- Source excerpt -
-------
Re: Re: when Google has achieved the net art masterpiece, what are the artists to do?


> Then you've got Valery Grancher's lame ass "search art" (
http://www.nomemory.org/search/index2.html ), which is just a thin
conceptual gimmick added to somebody else's tech. It brings very little to
what you can already do at google and represents all I loathe about
conceptual net art.

Valery Grancher AND Christophe Bruno's lame ass "search art"
cos i'm a lame ass as well

thanks for the "thin" , I would have prefer "infra thin"

Christophe Bruno
>>> chat with me on http://www.iterature.com/gogolchat
http://www.unbehagen.com
http://www.iterature.com/adwords

DISCUSSION

Re: when Google has achieved the net art masterpiece, what are the artists to do?


>>> "Whatever it is (art or engineering) it's more interesting than all the
net art i've ever witnessed (including my own)."

I almost agree with Tim .. but just try to let your thoughts freely flow out
(if you can ever do that), and if you are lucky you may be surprised and
fascinated as well, as if they did come from somebody else, from an Other
place.

THIS is "more interesting than all the net art i've ever witnessed "
-------
- Data records -
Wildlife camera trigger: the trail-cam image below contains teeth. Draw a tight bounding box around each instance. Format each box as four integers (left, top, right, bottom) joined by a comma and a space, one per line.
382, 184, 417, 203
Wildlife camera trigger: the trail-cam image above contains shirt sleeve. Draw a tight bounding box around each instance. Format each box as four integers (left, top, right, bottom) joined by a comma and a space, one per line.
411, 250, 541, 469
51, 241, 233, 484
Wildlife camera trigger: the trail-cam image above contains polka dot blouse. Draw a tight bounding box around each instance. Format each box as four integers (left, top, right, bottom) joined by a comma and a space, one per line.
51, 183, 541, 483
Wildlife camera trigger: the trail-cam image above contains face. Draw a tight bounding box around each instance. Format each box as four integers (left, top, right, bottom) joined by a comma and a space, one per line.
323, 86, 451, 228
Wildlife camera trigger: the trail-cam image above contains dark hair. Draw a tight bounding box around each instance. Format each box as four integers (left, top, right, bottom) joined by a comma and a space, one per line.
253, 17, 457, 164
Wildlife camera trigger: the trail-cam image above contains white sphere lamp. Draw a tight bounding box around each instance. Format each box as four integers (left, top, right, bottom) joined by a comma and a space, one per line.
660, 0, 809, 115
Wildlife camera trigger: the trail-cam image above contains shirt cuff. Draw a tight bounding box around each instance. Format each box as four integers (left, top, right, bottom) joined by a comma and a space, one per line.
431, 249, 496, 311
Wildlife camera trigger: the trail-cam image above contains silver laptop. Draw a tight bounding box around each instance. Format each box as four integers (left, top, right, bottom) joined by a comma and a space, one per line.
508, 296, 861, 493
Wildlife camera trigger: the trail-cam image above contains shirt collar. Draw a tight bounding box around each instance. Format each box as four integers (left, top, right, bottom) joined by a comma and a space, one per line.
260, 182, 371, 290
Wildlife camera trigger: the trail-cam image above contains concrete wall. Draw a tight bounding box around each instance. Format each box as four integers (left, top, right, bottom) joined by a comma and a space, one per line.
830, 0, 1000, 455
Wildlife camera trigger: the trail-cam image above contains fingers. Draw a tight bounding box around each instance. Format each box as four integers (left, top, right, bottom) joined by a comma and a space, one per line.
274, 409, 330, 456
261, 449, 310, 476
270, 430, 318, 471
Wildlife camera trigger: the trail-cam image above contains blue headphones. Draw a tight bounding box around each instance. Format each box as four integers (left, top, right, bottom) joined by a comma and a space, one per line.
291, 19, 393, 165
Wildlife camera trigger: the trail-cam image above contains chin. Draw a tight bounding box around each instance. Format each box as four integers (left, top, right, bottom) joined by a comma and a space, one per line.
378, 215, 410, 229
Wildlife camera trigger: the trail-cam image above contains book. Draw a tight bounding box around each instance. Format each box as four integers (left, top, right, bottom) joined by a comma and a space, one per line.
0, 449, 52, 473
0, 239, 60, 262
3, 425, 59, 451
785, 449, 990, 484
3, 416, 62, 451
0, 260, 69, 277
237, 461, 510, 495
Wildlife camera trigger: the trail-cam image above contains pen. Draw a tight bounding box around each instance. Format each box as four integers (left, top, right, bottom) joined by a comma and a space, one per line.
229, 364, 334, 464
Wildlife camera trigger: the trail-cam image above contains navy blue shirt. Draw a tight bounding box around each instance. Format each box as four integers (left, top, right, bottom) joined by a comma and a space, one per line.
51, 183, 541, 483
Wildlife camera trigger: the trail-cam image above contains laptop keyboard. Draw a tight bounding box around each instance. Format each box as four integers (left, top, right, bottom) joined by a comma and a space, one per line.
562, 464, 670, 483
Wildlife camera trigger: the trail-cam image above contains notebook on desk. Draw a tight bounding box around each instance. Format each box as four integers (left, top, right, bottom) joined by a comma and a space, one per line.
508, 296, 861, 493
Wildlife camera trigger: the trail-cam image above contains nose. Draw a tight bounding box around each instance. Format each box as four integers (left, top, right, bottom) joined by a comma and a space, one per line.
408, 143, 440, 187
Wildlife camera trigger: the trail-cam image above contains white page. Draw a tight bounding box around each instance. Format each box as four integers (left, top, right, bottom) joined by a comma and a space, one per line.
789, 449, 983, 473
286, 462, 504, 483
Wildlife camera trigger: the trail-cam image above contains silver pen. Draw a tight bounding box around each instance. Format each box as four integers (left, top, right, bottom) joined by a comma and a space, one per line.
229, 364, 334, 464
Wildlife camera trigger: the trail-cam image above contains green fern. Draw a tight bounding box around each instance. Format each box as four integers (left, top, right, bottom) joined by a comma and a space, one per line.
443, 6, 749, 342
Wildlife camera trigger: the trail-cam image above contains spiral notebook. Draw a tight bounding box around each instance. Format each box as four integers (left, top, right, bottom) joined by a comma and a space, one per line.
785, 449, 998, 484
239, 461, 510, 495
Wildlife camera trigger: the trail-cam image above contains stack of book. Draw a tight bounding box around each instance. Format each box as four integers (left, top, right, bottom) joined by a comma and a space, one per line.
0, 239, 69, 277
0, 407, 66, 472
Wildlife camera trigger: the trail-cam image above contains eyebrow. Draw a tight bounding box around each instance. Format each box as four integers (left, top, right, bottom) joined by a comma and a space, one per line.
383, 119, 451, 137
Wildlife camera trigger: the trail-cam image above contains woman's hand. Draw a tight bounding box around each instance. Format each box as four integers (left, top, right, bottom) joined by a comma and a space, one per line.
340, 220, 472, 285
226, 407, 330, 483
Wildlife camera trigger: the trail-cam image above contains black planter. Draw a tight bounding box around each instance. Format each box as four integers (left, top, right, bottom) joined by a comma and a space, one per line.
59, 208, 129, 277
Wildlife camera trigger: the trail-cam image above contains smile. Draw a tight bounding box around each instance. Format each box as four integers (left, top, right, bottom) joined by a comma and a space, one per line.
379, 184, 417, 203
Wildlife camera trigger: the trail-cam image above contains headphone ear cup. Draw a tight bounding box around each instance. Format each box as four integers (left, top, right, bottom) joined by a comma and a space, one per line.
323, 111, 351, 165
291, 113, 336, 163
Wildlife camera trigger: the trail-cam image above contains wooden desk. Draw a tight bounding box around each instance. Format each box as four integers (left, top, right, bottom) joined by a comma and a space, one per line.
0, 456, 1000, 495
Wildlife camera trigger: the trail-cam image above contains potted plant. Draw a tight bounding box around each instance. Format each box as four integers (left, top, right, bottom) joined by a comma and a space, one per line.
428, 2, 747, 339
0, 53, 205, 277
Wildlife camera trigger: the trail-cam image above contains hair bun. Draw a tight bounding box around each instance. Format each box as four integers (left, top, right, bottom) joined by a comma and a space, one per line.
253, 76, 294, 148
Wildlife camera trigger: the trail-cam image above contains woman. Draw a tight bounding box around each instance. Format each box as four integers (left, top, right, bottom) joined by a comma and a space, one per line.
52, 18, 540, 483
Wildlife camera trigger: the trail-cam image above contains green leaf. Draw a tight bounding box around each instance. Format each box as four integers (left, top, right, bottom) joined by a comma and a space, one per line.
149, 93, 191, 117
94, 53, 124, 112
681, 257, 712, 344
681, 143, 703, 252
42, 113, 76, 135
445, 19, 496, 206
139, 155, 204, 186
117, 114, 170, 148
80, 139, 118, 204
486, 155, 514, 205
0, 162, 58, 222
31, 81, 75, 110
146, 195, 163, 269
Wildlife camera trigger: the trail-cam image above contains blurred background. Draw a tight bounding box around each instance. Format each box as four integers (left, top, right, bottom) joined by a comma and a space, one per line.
-------
- Problems to work on -
• A. In the net art thread, what would Christophe Bruno have preferred to be called instead of "thin"?
• B. Write out the net art thread from "Re: Re: when" through "conceptual net art.", switching "gimmick" to "trick".

- Responses for each task -
• A. "Infra thin."

• B.
Re: Re: when Google has achieved the net art masterpiece, what are the artists to do?


> Then you've got Valery Grancher's lame ass "search art" (
http://www.nomemory.org/search/index2.html ), which is just a thin
conceptual trick added to somebody else's tech. It brings very little to
what you can already do at google and represents all I loathe about
conceptual net art.